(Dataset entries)
◆ ◆ ◆ ◆ ◆ ◆ ◆
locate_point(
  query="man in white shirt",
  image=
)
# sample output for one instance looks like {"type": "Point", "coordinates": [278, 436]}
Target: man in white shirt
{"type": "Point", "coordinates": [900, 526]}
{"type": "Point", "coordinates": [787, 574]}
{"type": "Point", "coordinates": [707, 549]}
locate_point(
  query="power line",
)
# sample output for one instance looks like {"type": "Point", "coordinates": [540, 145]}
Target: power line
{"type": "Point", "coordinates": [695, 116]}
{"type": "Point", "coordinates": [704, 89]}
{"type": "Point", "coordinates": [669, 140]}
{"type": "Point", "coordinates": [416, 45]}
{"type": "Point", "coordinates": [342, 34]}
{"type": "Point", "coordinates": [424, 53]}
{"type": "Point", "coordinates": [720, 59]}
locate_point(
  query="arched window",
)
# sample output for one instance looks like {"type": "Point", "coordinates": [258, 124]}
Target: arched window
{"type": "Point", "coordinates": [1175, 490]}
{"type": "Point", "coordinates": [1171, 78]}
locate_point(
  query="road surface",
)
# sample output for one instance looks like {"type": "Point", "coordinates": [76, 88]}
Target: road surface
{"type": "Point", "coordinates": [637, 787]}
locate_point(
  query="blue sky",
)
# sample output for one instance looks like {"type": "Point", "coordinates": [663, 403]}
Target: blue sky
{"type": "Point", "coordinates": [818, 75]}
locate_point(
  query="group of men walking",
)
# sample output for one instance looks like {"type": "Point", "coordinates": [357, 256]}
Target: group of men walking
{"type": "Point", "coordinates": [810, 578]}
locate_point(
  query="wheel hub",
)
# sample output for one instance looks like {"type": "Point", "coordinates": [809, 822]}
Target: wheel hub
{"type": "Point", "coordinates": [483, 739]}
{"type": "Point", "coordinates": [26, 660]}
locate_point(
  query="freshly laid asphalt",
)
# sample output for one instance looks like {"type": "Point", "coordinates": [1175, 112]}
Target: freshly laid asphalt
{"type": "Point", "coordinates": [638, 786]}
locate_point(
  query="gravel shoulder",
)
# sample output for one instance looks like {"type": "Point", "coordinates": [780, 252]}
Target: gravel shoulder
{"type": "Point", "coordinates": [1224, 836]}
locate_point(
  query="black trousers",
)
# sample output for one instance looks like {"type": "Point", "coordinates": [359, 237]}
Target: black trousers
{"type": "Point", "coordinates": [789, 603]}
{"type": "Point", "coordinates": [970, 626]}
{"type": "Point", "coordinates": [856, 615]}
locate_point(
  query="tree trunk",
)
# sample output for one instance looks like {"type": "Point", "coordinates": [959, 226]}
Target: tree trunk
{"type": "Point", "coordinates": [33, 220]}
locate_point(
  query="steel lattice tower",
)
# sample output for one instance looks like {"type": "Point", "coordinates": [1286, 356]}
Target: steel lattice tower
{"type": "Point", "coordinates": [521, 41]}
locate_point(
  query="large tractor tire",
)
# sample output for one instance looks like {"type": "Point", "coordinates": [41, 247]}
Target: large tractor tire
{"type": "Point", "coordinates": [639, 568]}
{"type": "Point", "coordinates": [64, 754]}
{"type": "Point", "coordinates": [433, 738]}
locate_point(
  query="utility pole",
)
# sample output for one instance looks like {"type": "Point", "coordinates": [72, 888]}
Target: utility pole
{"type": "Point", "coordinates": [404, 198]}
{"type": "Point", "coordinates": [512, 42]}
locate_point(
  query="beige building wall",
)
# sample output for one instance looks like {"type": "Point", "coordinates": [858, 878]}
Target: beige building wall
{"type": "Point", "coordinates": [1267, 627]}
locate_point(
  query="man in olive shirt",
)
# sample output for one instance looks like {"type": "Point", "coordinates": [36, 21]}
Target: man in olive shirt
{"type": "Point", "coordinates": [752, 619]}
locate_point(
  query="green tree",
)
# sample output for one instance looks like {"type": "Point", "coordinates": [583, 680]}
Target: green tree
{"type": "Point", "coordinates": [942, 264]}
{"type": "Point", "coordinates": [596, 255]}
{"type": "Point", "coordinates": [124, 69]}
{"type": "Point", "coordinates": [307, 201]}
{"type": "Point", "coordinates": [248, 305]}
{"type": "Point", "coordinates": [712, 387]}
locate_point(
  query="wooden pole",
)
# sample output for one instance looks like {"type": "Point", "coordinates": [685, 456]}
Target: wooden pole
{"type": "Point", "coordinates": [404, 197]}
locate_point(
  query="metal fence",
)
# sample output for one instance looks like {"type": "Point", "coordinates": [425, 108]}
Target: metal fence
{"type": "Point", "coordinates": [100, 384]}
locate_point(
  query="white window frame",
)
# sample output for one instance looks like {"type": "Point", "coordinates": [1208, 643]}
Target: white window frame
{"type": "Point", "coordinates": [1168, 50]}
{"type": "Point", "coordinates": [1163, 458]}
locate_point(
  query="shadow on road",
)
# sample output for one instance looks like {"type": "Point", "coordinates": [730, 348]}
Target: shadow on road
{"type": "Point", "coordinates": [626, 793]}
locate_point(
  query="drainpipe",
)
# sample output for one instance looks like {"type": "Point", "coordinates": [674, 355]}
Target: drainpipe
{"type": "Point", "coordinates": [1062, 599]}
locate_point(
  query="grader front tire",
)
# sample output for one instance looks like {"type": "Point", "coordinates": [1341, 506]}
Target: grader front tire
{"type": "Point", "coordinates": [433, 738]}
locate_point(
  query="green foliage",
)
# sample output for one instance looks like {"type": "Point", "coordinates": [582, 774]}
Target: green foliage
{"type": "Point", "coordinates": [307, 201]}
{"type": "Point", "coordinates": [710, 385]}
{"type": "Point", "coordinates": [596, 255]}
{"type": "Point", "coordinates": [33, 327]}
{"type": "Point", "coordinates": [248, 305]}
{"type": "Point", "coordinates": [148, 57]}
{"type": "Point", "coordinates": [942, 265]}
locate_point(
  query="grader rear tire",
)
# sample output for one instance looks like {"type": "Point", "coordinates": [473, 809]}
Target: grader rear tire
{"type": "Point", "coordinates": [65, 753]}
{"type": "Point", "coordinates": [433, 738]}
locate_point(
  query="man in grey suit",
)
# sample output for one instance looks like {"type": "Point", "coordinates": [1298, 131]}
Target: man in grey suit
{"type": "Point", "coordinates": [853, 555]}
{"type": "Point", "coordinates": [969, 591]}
◆ ◆ ◆ ◆ ◆ ◆ ◆
Problem
Write out the listing once more, matching it exactly.

Answer to the exercise
locate_point(
  query="man in white shirt",
  image=
)
# sample output for one instance looks like {"type": "Point", "coordinates": [278, 436]}
Target: man in white shirt
{"type": "Point", "coordinates": [900, 526]}
{"type": "Point", "coordinates": [787, 574]}
{"type": "Point", "coordinates": [707, 549]}
locate_point(
  query="power line",
)
# sample output for one instance looks like {"type": "Point", "coordinates": [540, 145]}
Target: power line
{"type": "Point", "coordinates": [695, 116]}
{"type": "Point", "coordinates": [704, 89]}
{"type": "Point", "coordinates": [669, 140]}
{"type": "Point", "coordinates": [416, 45]}
{"type": "Point", "coordinates": [342, 34]}
{"type": "Point", "coordinates": [424, 53]}
{"type": "Point", "coordinates": [720, 59]}
locate_point(
  query="arched window",
)
# sample output for one instance looks like {"type": "Point", "coordinates": [258, 124]}
Target: arched window
{"type": "Point", "coordinates": [1175, 490]}
{"type": "Point", "coordinates": [1171, 78]}
locate_point(
  query="road surface",
)
# sample output for one instance looks like {"type": "Point", "coordinates": [76, 88]}
Target: road surface
{"type": "Point", "coordinates": [637, 787]}
locate_point(
  query="blue sky",
)
# sample output for one instance looks like {"type": "Point", "coordinates": [663, 403]}
Target: blue sky
{"type": "Point", "coordinates": [818, 75]}
locate_point(
  query="group of men walking",
)
# sample output for one instance looks like {"type": "Point", "coordinates": [357, 256]}
Target: group of men walking
{"type": "Point", "coordinates": [810, 578]}
locate_point(
  query="wheel hub",
)
# sample output for one instance looks like {"type": "Point", "coordinates": [809, 822]}
Target: wheel hub
{"type": "Point", "coordinates": [483, 739]}
{"type": "Point", "coordinates": [26, 660]}
locate_point(
  query="freshly laid asphalt",
)
# sample output for one instance looks like {"type": "Point", "coordinates": [1175, 112]}
Target: freshly laid asphalt
{"type": "Point", "coordinates": [638, 786]}
locate_point(
  query="gravel shoulder",
)
# sample output for one instance looks like {"type": "Point", "coordinates": [780, 252]}
Target: gravel shoulder
{"type": "Point", "coordinates": [1224, 836]}
locate_point(
  query="black trousers",
)
# sample output for one instance looks like {"type": "Point", "coordinates": [359, 237]}
Target: black trousers
{"type": "Point", "coordinates": [789, 603]}
{"type": "Point", "coordinates": [970, 626]}
{"type": "Point", "coordinates": [856, 615]}
locate_point(
  query="tree trunk",
)
# sample output for one instance looks like {"type": "Point", "coordinates": [959, 226]}
Target: tree trunk
{"type": "Point", "coordinates": [33, 220]}
locate_point(
  query="steel lattice tower",
)
# sample output for one instance looks like {"type": "Point", "coordinates": [1286, 356]}
Target: steel lattice tower
{"type": "Point", "coordinates": [521, 41]}
locate_point(
  query="large tractor tire",
)
# sample output for one instance looks like {"type": "Point", "coordinates": [41, 247]}
Target: large tractor tire
{"type": "Point", "coordinates": [639, 568]}
{"type": "Point", "coordinates": [64, 754]}
{"type": "Point", "coordinates": [433, 738]}
locate_point(
  query="utility pole",
)
# sample output for one instance looks like {"type": "Point", "coordinates": [72, 888]}
Target: utility pole
{"type": "Point", "coordinates": [404, 198]}
{"type": "Point", "coordinates": [512, 42]}
locate_point(
  query="beige building wall",
)
# sample output for one instance looks like {"type": "Point", "coordinates": [858, 878]}
Target: beige building wall
{"type": "Point", "coordinates": [1267, 627]}
locate_point(
  query="man in olive shirt",
)
# sample output for one instance looks like {"type": "Point", "coordinates": [36, 21]}
Target: man in olive shirt
{"type": "Point", "coordinates": [752, 619]}
locate_point(
  query="green tree",
)
# sample output for one instance looks like {"type": "Point", "coordinates": [583, 680]}
Target: green tree
{"type": "Point", "coordinates": [942, 264]}
{"type": "Point", "coordinates": [596, 255]}
{"type": "Point", "coordinates": [124, 69]}
{"type": "Point", "coordinates": [307, 201]}
{"type": "Point", "coordinates": [248, 305]}
{"type": "Point", "coordinates": [712, 387]}
locate_point(
  query="wooden pole",
)
# sample output for one instance looks like {"type": "Point", "coordinates": [685, 456]}
Target: wooden pole
{"type": "Point", "coordinates": [404, 197]}
locate_point(
  query="metal fence",
)
# sample output for one instance looks like {"type": "Point", "coordinates": [425, 108]}
Target: metal fence
{"type": "Point", "coordinates": [100, 384]}
locate_point(
  query="white window frame",
)
# sample output for one instance looks like {"type": "Point", "coordinates": [1208, 643]}
Target: white window frame
{"type": "Point", "coordinates": [1168, 50]}
{"type": "Point", "coordinates": [1163, 458]}
locate_point(
  query="shadow on road",
)
# sample output for one instance looks like {"type": "Point", "coordinates": [730, 348]}
Target: shadow on road
{"type": "Point", "coordinates": [626, 793]}
locate_point(
  query="drainpipe",
)
# sample output for one instance looks like {"type": "Point", "coordinates": [674, 355]}
Target: drainpipe
{"type": "Point", "coordinates": [1062, 599]}
locate_point(
  query="grader front tire",
)
# sample output for one instance looks like {"type": "Point", "coordinates": [1341, 506]}
Target: grader front tire
{"type": "Point", "coordinates": [433, 738]}
locate_point(
  query="green foliage",
)
# sample output for one instance looks like {"type": "Point", "coordinates": [582, 774]}
Target: green foliage
{"type": "Point", "coordinates": [307, 201]}
{"type": "Point", "coordinates": [710, 385]}
{"type": "Point", "coordinates": [596, 255]}
{"type": "Point", "coordinates": [33, 327]}
{"type": "Point", "coordinates": [248, 305]}
{"type": "Point", "coordinates": [148, 57]}
{"type": "Point", "coordinates": [942, 265]}
locate_point(
  query="grader rear tire",
)
# sample output for one instance looks like {"type": "Point", "coordinates": [473, 809]}
Target: grader rear tire
{"type": "Point", "coordinates": [65, 753]}
{"type": "Point", "coordinates": [433, 738]}
locate_point(
  query="man in grey suit",
)
# sample output for one instance looks like {"type": "Point", "coordinates": [1298, 131]}
Target: man in grey suit
{"type": "Point", "coordinates": [853, 555]}
{"type": "Point", "coordinates": [969, 591]}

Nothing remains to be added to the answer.